■ **Stated goal**
In the Scanflow MPI page below, can you repeat word for word the passage that begins at the words "3. Build scanflow" and stops after "job (volcano job)"?

■ **Source**
============

# mpi manager - granularity plugin


- *Steps*
    1. Import Scanflow and check the local environment
    2. Develop scanflow application (mpi workloads)
    3. Build scanflow application
    4. Deploy scanflow environment (namespace, agents)
    5. ****[RUN MPI Workloads]****
        1. mpi job (volcano job)
    6. Clean environment

## Steps
### Step1: Import Scanflow and check the local environment
1. import scanflow
    - For defining and building scanflow application, we need to import ScanflowClient
    - For deploying scanflow application, we need to import ScanflowDeployerClient
2. check local environment
    - For deploying scanflow application
        - If user starts the notebook at local and has the privilege to submit object on Kubernetes. We don't need to configure "SCANFLOW_SERVER_URI"
        - If user starts the notebook inside Kubernetes pod, or the local user does not have privilege to connect Kubernetes. We need to configure "SCANFLOW_SERVER_URI"
    - For saving deliverables, we need to configure url of Scanflow-tracker on "SCANFLOW_TRACKER_URI" and url of Scanflow-local-tracker on "SCANFLOW_TRACKER_LOCAL_URI"
    - If Scanflow-tracker is using S3 artifact storage, we need to configure S3 url "MLFLOW_S3_ENDPOINT_URL", username "AWS_ACCESS_KEY_ID" and password "AWS_SECRET_ACCESS_KEY"

============

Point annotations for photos
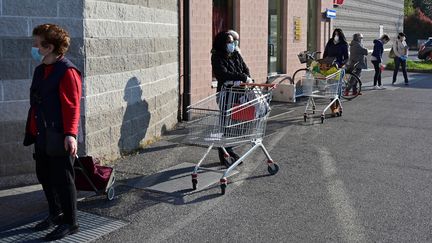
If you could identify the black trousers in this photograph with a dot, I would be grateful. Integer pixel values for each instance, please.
(377, 76)
(402, 63)
(56, 174)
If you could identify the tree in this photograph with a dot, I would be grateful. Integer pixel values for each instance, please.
(409, 8)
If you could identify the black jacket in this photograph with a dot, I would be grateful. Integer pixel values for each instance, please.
(338, 51)
(229, 68)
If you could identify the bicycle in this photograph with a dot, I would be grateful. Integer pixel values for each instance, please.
(350, 81)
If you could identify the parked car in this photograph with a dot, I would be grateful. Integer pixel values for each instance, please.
(425, 51)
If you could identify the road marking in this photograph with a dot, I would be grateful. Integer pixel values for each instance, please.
(352, 230)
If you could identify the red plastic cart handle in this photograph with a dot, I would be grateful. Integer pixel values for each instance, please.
(271, 86)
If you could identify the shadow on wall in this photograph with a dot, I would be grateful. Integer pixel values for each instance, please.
(136, 118)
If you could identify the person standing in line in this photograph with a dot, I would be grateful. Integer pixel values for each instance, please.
(400, 49)
(357, 59)
(230, 70)
(337, 47)
(55, 95)
(376, 59)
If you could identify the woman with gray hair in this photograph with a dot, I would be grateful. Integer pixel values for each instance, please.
(357, 59)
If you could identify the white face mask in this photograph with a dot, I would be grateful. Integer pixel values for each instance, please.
(231, 47)
(336, 38)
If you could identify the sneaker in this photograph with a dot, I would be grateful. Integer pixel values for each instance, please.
(49, 222)
(61, 231)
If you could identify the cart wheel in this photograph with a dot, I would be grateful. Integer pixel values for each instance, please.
(229, 161)
(110, 193)
(194, 183)
(223, 187)
(272, 170)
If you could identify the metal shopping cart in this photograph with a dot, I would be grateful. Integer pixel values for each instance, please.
(318, 86)
(231, 117)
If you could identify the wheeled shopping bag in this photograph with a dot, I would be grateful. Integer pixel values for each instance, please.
(91, 176)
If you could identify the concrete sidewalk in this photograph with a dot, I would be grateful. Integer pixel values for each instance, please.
(19, 206)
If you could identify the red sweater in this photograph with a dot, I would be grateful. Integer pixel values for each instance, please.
(70, 96)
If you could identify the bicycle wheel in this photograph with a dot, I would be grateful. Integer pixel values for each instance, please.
(351, 86)
(296, 79)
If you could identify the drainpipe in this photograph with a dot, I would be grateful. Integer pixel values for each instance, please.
(186, 60)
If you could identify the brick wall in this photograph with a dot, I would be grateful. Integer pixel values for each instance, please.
(294, 9)
(325, 27)
(17, 20)
(128, 53)
(131, 73)
(201, 44)
(253, 30)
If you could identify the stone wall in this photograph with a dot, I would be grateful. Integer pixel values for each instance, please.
(17, 20)
(127, 51)
(131, 73)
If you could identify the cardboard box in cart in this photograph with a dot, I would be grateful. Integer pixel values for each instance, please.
(285, 91)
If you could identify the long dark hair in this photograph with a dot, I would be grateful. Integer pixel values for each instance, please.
(342, 38)
(219, 43)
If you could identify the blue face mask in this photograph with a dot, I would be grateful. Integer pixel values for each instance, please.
(36, 55)
(230, 47)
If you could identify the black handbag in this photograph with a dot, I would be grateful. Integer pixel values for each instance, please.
(54, 141)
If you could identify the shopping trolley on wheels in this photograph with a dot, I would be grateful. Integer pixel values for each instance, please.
(231, 117)
(319, 86)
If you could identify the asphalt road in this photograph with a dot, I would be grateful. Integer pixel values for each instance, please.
(362, 177)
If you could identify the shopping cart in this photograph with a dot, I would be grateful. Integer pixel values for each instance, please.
(231, 117)
(319, 86)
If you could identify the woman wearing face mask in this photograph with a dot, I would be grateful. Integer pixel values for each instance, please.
(337, 47)
(400, 49)
(236, 38)
(55, 95)
(229, 69)
(376, 59)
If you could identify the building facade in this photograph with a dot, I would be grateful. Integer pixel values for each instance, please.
(144, 61)
(127, 51)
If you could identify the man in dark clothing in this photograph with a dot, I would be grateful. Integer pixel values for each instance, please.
(376, 59)
(337, 47)
(357, 60)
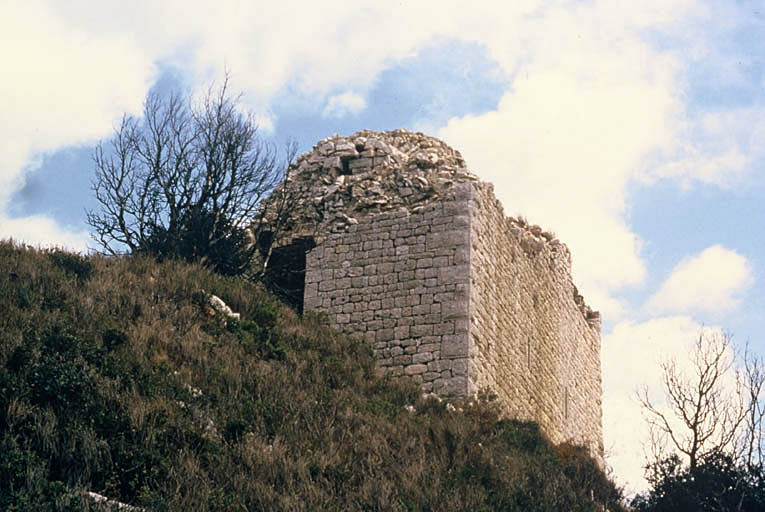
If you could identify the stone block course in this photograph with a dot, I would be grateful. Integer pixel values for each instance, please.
(416, 256)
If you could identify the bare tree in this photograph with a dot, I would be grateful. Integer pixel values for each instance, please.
(185, 180)
(750, 447)
(713, 408)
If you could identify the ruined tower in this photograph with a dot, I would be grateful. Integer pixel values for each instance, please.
(402, 246)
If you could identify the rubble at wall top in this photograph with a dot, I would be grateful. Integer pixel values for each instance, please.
(345, 179)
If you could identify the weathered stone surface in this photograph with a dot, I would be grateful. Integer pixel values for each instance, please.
(414, 254)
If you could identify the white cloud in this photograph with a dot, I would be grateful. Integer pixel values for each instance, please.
(40, 231)
(343, 104)
(631, 357)
(712, 282)
(60, 87)
(568, 137)
(718, 147)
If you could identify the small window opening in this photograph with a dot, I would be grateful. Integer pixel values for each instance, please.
(346, 170)
(565, 405)
(528, 352)
(285, 274)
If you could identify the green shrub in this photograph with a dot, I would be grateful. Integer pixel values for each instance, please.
(129, 388)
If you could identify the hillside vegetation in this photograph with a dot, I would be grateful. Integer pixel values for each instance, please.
(117, 378)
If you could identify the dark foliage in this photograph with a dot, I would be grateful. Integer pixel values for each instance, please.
(716, 484)
(185, 181)
(125, 384)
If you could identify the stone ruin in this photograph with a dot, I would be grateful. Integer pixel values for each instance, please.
(401, 245)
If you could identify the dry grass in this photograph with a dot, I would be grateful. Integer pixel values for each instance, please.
(114, 379)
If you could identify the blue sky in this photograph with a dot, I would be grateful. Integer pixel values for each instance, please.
(634, 130)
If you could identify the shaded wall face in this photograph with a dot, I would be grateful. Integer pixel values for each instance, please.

============

■ **Exercise output**
3. Build scanflow application
    4. Deploy scanflow environment (namespace, agents)
    5. ****[RUN MPI Workloads]****
        1. mpi job (volcano job)